SOURCE MATERIAL >>

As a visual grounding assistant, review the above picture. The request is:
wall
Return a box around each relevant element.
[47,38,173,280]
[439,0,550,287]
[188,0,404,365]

EXERCISE >> Can you repeat all the entries above, changing "relevant element" to "matching region" and leaving every other word as it is?

CORRECT RESULT >>
As a visual grounding assistant, review the above picture. The request is:
wall
Return a box around each matching region.
[47,38,173,280]
[439,0,550,287]
[188,0,404,365]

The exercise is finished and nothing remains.